-------- Excerpted passage

PMI Authorized PMP Exam Prep: Lesson 6 Close the Project / Phase

The goal of this artifact is to provide a quick overview of lesson 6 of PMI Authorized PMP Exam Prep- Close Project/phase. The purpose of this document is to provide opportunity to the course participants and enable learning anywhere anytime. The idea is to provide content that reinforces all the topics covered in the class on Saturday as part of the PMP course at Education Edge.

Close Project/Phase

The purpose of this lesson is to learn how to close phases or projects and ensure the customer, business or organization is poised to reap the benefits and value they planned for. This lesson also provides a list of good practices in project management closure processes. 
Topic A: Project/Phase Closure

Topic B: Benefits Realization

Topic C: Knowledge Transfer

Close Project/Phase- Topic A: Project/Phase Closure

Whether it’s closure of an entire project, or an individual phase, specific activities are required. Let’s start with the various reasons for closure of a phase or a project before moving on to discussing appropriate activities for the closing process.

A predictive project uses a closeout process, while teams using adaptive approaches complete work and “release” the result to the customer and then continue to the next release.

Acceptance of Deliverables (Predictive)

Acceptance of the deliverables according to the acceptance criteria often is part of the organization’s OPAs, meaning they meet the criteria set for quality, compliance, and so on in that organization.

The acceptance of deliverables may include partial acceptance as part of the individual demonstrations or review, with final acceptance covering the integration of individual requirements.

In some cases, this milestone is called “sign-off.”

The requirements traceability matrix is often key to ensuring that all requirements for specified deliverables have been completed and approved.

----------------
-------- Data extracts

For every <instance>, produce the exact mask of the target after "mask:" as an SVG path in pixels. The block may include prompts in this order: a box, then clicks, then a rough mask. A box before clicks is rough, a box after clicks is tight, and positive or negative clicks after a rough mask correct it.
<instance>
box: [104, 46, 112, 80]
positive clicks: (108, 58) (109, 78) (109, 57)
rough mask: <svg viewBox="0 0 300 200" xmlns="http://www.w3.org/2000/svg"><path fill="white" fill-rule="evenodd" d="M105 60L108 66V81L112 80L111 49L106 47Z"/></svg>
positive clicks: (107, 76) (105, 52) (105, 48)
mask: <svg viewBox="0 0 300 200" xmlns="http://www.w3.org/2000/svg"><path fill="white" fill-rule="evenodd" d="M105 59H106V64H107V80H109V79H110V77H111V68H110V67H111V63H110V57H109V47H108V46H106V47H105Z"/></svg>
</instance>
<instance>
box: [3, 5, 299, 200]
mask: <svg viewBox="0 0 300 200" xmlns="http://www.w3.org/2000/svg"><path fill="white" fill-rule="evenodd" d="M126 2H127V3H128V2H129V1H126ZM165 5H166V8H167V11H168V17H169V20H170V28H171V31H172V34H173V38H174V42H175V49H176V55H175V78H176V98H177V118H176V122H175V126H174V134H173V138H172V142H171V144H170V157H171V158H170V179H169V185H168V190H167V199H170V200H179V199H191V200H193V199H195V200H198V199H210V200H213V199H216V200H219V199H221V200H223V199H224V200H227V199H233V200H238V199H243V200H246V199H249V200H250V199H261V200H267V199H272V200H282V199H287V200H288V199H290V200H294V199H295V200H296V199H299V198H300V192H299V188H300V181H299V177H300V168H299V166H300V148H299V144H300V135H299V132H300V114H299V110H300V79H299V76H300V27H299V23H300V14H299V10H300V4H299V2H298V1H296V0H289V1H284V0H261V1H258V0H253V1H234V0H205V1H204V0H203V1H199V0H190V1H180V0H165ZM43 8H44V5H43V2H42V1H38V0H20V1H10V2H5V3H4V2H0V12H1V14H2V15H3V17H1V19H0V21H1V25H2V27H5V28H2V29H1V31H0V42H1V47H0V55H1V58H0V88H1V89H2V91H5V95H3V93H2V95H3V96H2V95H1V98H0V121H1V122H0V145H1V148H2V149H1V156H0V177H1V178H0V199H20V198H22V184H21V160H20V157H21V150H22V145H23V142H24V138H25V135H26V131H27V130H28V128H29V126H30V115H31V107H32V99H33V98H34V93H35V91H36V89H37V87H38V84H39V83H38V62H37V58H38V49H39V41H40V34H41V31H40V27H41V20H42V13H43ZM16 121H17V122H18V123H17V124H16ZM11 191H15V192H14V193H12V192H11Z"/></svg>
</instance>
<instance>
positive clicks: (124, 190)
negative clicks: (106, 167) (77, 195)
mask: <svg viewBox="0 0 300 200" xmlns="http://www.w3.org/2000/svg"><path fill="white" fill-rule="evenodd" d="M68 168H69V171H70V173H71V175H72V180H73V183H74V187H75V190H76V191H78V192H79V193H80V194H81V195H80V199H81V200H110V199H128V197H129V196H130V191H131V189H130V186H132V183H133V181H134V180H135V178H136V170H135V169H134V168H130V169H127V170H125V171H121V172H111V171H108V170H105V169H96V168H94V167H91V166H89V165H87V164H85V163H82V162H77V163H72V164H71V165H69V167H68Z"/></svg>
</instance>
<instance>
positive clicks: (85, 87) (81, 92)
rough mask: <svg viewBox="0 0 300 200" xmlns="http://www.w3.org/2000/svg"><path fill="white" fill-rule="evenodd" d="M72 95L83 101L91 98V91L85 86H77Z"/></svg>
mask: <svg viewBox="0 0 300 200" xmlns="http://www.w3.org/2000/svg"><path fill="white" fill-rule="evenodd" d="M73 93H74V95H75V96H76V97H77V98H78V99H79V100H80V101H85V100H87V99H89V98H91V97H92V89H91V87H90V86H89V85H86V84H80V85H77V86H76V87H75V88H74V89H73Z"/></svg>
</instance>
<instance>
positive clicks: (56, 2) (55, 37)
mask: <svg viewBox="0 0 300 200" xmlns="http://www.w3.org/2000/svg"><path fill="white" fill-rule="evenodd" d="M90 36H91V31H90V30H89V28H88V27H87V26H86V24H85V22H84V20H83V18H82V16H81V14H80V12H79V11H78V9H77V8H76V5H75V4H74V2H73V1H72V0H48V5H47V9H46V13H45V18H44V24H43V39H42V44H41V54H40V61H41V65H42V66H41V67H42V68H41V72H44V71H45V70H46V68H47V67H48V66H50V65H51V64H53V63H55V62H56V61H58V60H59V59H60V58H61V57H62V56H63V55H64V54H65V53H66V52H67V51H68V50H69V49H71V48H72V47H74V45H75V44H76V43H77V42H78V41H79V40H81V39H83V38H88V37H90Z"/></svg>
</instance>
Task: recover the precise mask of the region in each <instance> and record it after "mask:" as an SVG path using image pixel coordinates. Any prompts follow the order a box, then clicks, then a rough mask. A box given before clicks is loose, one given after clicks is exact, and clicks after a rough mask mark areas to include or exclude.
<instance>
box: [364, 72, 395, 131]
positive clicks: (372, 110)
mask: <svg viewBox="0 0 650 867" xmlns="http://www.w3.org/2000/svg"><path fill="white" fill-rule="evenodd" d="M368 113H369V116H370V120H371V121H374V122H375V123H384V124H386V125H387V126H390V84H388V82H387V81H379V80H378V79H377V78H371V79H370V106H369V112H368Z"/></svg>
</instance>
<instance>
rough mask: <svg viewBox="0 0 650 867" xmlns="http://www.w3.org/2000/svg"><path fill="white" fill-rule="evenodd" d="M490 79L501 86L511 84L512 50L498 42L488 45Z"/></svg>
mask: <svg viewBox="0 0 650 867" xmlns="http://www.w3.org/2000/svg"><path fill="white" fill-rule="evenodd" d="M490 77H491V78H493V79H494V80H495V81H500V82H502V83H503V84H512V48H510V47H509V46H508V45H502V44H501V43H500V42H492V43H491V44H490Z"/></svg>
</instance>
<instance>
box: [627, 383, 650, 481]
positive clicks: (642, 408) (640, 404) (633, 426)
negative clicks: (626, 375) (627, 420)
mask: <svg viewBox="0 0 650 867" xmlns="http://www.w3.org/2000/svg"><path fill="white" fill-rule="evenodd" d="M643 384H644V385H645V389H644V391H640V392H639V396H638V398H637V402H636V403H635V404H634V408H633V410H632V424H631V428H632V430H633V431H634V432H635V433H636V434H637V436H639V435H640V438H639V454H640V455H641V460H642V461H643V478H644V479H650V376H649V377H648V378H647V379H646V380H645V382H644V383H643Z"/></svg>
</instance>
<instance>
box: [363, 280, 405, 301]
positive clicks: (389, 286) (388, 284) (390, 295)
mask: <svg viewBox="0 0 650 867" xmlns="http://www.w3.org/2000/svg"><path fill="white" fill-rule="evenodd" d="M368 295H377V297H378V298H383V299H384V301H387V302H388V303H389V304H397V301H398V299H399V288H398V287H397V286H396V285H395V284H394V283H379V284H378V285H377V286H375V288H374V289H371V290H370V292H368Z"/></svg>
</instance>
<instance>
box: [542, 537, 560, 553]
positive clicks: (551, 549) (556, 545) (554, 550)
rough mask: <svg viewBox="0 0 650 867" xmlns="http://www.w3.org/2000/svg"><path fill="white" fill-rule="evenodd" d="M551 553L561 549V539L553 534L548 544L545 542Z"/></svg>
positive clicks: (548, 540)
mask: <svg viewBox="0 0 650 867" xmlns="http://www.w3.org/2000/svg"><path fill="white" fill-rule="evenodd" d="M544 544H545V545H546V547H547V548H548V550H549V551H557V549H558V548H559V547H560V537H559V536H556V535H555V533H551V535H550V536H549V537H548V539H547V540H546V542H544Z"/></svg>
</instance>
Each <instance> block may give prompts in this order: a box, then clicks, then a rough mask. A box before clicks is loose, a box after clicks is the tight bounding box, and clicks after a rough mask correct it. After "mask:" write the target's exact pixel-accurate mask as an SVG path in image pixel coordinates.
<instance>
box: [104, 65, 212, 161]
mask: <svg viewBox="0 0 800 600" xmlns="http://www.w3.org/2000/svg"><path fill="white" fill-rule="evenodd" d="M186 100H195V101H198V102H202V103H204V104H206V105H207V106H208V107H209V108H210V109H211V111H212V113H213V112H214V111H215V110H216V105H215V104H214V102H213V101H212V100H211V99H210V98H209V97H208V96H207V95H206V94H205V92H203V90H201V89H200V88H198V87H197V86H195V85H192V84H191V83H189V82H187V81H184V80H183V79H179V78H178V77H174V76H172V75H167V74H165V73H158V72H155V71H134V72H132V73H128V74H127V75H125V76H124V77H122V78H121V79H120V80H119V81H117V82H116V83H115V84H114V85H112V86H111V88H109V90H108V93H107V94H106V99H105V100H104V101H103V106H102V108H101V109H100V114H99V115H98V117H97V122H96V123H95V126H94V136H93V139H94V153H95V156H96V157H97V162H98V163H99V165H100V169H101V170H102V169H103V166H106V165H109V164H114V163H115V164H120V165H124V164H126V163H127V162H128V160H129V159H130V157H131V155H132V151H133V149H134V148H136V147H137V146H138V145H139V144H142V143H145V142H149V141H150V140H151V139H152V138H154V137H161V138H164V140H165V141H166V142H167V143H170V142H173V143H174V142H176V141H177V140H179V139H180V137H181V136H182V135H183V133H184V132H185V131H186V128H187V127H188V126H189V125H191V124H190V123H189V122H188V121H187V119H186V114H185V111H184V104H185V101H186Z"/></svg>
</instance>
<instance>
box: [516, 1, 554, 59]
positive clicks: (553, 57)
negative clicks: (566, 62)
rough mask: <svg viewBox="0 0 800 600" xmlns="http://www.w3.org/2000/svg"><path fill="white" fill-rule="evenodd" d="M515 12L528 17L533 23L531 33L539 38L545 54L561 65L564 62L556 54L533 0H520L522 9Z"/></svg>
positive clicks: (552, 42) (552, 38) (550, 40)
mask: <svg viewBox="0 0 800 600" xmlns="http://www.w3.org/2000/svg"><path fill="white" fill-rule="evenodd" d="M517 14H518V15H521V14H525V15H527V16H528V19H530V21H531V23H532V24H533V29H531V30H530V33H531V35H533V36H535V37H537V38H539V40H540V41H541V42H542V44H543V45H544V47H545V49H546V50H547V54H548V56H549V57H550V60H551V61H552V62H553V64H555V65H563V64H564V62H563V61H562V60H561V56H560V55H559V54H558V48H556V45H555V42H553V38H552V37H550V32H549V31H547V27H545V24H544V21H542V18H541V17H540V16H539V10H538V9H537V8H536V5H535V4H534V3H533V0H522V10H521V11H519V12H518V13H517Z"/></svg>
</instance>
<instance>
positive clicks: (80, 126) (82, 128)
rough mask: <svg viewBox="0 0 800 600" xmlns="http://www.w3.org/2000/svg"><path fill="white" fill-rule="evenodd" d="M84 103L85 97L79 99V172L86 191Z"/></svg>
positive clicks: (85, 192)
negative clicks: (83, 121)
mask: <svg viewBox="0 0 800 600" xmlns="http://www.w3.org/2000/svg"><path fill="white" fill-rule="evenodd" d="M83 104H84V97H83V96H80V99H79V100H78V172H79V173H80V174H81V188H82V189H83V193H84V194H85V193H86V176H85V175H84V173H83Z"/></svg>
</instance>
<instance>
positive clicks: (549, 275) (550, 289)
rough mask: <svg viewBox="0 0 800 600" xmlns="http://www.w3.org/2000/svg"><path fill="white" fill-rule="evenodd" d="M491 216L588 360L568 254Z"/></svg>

----------------

-- Work to be completed --
Set down, word for word, the part of the PMP exam prep lesson on closing a project or phase that runs from "Whether it’s closure" to "of Deliverables (Predictive)".

-- Written response --
Whether it’s closure of an entire project, or an individual phase, specific activities are required. Let’s start with the various reasons for closure of a phase or a project before moving on to discussing appropriate activities for the closing process.

A predictive project uses a closeout process, while teams using adaptive approaches complete work and “release” the result to the customer and then continue to the next release.

Acceptance of Deliverables (Predictive)